-- Preguntas --
**A.** Enumera, por favor, todas las partes del cuerpo que el pasaje menciona como objeto del escrutinio que las mujeres aplican a sí mismas.
**B.** Según la crítica de cine citada en el pasaje, ¿qué salvó a Robert Redford de ser considerado una mera "cara bonita"?

-- Pasaje proporcionado --

6. No es el deseo de ser bella lo que está mal, claro, sino la obligación de serlo—o tratar de serlo. Lo que es aceptado por la mayoría de las mujeres como una idealización halagadora de su sexo es una manera de hacer sentir a las mujeres inferiores a lo que realmente son—o normalmente crecen para ser. Porque el ideal de belleza es administrado como una forma de auto-opresión. Las mujeres son educadas para ver sus cuerpos en partes, y para evaluar cada parte de forma separada. Senos, pies, caderas, cintura, cuello, ojos, cutis, cabello, y así—cada uno es sometido a menudo a un irritable y desesperado escrutinio. Incluso si algunos pasan la prueba, siempre serán encontrados defectuosos. Nada menos que la perfección.
7. En los hombres, verse bien es un todo armónico, algo captado de un vistazo. No necesita ser corroborado por medidas exactas de las diferentes regiones del cuerpo. Nadie anima a los hombres a seccionar su apariencia, rasgo por rasgo. La perfección es considerada trivial—poco masculina. En efecto, en el hombre atractivamente ideal, una pequeña imperfección o defecto es considerado positivamente deseable. Según una crítica de cine (mujer), fan declarada de Robert Redford, tener aquel grupo de lunares en la mejilla ha salvado al actor de ser considerado una mera “cara bonita”. Piénsese en la devaluación de las mujeres —así como de la belleza— que está implícita en dicha sentencia.
8. “Los privilegios de la belleza son inmensos”, dijo Cocteau. Para estar seguros, la belleza es una forma de poder. Y con razón. Lo lamentable es que es la única forma de poder que la mayoría de las mujeres son alentadas a perseguir. Este poder siempre es concebido en relación al hombre; no es el poder para hacer, sino para atraer. Es el poder que se niega a sí mismo. Porque este poder no es aquel que puede ser elegido con libertad—al menos, no por las mujeres— o renunciado sin alguna censura social.
9. Arreglarse, para las mujeres, nunca puede ser solo un placer. También es un deber. Es su trabajo. Si una mujer trabaja realmente —e incluso si ha escalado a una posición líder en política, leyes, medicina, negocios, o lo que sea— ella siempre estará bajo la presión de confesar que trabaja en ser atractiva. Pero en la medida en que se mantiene como uno de los sexos oficiales, ella despierta sospechas acerca de su capacidad de ser objetiva, profesional, autoritaria y atenta.
10. Uno podría a duras penas preguntarse por evidencia más relevante acerca de los peligros de considerar a las personas divididas entre lo que está en el “interior” y lo que está en el “exterior”, en lugar de aquel interminable —medio cómico, medio trágico— cuento de la opresión de la mujer. Qué fácil es empezar definiendo a las mujeres como cuidadoras de su apariencia, para luego menospreciarlas (o encontrarlas adorables) por ser “superficiales”. Es una cruda trampa, y ha funcionado por mucho tiempo. Pero salir de la trampa requiere que la mujer tome cierta distancia crítica de aquel privilegio y aquella excelencia que significa la belleza, suficiente distancia para ver cuánta belleza en sí ha sido limitada para apoyar el mito de lo “femenino”. Debe haber alguna manera de salvar la belleza de las mujeres—y para ellas.

-- Material proporcionado --
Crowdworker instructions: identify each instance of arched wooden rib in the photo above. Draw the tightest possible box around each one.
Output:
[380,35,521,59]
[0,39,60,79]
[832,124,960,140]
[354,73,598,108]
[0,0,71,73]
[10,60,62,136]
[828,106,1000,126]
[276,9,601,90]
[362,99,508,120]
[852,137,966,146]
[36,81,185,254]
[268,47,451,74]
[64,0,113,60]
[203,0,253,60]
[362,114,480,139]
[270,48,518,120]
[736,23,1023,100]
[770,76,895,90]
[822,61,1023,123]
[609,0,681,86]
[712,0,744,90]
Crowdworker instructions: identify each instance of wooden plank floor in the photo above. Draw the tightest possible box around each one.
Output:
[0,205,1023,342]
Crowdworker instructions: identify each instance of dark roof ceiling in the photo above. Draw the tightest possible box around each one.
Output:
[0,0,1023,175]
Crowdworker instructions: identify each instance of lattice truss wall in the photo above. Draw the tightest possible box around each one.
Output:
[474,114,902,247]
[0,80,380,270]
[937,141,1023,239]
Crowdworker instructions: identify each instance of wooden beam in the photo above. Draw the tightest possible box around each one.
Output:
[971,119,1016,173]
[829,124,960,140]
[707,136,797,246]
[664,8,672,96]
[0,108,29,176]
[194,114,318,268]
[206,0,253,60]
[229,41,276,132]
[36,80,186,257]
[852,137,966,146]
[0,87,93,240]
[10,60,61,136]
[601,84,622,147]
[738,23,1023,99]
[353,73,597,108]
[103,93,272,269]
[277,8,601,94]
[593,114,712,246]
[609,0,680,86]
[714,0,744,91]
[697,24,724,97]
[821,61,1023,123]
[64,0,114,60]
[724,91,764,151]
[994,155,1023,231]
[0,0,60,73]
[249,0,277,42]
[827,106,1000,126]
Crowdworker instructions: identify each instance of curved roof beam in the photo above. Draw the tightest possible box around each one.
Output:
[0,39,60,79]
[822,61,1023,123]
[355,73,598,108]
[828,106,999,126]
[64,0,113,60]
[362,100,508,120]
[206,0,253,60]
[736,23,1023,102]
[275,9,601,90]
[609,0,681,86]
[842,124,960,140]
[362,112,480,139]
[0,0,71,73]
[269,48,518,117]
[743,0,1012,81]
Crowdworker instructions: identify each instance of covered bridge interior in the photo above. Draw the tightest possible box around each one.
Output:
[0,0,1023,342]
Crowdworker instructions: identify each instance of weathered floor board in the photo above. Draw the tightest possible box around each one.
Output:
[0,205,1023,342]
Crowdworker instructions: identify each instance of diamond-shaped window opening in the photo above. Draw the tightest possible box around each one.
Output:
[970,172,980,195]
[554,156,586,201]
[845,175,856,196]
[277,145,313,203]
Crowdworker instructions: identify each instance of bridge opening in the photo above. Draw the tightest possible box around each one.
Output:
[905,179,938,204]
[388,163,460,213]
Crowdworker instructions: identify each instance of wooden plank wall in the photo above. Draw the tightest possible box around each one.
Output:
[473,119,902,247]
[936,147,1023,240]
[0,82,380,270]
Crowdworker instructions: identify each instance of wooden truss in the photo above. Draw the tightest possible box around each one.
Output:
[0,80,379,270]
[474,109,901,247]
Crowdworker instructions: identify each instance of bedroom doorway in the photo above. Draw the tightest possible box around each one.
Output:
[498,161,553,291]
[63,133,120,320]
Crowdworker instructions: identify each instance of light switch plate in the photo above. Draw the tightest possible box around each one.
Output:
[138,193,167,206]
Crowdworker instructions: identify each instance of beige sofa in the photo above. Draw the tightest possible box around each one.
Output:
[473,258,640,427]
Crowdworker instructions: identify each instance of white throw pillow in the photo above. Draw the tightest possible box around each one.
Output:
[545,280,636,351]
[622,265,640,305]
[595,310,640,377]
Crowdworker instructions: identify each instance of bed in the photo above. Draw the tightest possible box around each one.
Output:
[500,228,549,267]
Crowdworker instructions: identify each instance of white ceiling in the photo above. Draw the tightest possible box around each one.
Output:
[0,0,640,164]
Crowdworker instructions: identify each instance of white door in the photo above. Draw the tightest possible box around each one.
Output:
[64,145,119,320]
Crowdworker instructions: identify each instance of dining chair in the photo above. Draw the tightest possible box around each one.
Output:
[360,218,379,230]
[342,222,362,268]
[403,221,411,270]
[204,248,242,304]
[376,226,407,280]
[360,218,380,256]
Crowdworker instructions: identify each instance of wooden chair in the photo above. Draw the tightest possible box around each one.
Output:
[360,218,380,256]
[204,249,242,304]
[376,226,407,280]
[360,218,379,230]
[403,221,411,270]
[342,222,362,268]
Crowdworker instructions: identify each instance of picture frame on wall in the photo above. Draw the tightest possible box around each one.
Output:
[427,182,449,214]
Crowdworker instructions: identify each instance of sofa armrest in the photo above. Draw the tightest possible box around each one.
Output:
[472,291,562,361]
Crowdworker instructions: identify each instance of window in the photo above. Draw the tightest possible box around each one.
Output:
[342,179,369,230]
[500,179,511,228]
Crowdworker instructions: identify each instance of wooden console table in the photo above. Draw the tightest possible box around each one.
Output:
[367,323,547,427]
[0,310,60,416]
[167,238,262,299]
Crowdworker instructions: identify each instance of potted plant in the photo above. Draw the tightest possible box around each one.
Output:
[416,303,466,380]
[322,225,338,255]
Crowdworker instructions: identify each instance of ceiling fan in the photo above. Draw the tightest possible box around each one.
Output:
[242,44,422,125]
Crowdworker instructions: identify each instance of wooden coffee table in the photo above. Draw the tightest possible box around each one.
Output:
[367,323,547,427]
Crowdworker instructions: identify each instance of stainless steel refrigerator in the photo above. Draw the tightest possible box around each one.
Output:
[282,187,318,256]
* * *
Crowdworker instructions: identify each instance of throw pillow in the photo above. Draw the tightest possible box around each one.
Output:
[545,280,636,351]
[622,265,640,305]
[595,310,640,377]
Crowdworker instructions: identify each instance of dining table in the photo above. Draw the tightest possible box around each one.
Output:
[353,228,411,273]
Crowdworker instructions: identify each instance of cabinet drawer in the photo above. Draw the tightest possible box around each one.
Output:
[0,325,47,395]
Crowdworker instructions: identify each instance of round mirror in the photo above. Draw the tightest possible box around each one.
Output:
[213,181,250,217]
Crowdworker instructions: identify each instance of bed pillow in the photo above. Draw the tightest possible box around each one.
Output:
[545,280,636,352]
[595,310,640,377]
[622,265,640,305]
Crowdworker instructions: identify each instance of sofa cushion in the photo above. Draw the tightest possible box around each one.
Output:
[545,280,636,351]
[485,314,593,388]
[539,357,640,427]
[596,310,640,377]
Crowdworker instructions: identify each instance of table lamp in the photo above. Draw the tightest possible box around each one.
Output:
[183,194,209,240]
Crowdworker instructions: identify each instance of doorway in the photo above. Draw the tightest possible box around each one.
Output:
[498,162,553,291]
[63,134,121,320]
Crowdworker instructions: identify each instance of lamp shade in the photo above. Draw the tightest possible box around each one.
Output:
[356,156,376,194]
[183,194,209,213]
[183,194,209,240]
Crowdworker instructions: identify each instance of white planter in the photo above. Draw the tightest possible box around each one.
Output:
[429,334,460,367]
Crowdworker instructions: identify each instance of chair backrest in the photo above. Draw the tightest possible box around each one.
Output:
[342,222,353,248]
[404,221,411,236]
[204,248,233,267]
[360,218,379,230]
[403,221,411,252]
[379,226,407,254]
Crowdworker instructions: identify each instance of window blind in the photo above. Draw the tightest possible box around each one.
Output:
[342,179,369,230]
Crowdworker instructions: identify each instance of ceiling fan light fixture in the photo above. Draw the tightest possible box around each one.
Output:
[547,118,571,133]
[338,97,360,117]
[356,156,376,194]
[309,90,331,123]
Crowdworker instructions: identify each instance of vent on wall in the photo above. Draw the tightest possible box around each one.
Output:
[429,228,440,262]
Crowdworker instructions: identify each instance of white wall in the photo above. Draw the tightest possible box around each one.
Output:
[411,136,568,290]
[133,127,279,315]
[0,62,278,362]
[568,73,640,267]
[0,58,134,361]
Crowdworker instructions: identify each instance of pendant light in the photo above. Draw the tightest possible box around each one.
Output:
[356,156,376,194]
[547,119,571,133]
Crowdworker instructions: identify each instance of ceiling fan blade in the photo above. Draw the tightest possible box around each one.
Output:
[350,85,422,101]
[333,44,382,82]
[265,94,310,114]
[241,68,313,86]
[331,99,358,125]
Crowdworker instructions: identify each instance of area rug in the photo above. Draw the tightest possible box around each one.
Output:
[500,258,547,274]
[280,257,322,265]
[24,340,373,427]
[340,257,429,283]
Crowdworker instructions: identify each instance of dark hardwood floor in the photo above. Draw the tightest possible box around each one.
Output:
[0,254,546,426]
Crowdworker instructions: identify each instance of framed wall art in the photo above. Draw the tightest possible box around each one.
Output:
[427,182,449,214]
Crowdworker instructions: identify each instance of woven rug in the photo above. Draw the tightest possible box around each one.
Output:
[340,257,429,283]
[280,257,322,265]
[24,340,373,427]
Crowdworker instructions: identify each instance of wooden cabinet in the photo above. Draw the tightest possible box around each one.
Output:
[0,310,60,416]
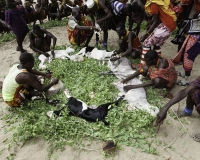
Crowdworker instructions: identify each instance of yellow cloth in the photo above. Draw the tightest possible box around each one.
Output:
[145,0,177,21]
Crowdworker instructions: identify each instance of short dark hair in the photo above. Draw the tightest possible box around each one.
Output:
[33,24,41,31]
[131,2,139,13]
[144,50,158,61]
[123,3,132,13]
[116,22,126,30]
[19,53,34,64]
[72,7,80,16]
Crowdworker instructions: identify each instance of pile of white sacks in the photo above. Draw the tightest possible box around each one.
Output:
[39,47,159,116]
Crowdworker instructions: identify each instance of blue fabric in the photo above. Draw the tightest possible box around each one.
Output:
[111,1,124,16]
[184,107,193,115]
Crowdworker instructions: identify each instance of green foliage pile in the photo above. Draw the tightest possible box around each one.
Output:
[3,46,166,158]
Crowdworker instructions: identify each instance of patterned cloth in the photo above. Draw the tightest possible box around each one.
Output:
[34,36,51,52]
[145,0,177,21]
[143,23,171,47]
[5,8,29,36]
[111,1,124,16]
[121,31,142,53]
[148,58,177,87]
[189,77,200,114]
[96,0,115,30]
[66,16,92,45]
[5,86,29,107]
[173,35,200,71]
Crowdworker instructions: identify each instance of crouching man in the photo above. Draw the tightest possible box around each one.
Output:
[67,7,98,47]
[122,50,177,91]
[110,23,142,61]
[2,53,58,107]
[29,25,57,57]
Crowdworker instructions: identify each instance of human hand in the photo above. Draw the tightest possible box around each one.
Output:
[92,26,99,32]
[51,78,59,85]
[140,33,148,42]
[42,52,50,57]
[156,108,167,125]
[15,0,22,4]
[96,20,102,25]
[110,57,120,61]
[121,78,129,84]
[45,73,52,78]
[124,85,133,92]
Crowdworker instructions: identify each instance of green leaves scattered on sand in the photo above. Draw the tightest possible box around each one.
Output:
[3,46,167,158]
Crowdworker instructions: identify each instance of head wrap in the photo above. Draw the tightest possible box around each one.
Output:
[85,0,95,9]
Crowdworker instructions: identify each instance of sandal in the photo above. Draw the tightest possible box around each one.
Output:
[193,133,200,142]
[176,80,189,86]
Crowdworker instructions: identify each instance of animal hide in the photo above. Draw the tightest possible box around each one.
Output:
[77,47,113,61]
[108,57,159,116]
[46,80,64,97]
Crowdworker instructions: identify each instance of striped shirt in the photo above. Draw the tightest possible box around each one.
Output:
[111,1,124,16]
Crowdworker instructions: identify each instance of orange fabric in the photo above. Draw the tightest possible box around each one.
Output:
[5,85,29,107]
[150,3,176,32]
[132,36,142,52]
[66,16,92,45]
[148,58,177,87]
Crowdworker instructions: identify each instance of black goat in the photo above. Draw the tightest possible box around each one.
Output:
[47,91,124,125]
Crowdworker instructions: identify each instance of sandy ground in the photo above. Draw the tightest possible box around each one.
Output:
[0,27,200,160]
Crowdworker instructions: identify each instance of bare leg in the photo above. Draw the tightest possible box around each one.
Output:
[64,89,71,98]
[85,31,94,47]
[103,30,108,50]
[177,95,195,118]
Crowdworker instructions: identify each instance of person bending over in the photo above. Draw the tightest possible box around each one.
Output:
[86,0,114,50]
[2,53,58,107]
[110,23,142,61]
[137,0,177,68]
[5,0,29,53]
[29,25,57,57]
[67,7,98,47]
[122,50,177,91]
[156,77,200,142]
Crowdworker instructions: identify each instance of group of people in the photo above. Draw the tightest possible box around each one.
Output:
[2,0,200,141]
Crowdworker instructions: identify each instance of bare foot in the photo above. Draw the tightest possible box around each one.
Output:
--
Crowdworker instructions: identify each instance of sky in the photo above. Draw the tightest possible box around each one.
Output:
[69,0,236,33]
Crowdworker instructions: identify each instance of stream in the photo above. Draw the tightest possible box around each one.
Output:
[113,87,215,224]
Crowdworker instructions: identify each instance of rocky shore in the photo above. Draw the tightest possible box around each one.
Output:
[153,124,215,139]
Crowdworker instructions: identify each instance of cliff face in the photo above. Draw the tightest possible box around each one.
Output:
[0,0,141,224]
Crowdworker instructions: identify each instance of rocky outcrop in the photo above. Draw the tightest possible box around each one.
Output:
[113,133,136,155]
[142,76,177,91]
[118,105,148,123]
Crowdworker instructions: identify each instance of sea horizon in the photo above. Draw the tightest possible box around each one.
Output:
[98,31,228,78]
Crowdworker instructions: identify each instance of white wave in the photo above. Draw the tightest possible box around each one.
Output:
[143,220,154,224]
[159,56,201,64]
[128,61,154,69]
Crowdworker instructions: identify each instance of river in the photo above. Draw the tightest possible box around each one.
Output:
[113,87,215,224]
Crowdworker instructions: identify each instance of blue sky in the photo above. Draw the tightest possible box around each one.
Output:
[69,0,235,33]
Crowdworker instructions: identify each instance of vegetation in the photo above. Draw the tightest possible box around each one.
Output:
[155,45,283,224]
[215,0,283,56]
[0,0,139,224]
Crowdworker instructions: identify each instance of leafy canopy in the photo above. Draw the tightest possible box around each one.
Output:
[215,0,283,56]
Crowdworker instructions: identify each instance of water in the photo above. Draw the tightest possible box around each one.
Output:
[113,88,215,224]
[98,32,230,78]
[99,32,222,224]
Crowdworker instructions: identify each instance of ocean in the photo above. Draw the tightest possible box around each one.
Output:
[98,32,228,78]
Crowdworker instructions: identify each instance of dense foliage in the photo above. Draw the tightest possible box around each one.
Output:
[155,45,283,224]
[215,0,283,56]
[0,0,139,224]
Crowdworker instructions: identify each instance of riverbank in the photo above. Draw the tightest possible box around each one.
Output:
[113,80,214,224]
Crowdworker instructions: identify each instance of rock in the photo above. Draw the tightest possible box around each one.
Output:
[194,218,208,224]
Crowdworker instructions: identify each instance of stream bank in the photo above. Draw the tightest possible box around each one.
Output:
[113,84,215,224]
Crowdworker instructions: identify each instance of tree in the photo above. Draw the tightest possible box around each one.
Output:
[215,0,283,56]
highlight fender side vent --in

-- Respuestas escritas --
**A.** Senos, pies, caderas, cintura, cuello, ojos, cutis y cabello.

**B.** Tener aquel grupo de lunares en la mejilla.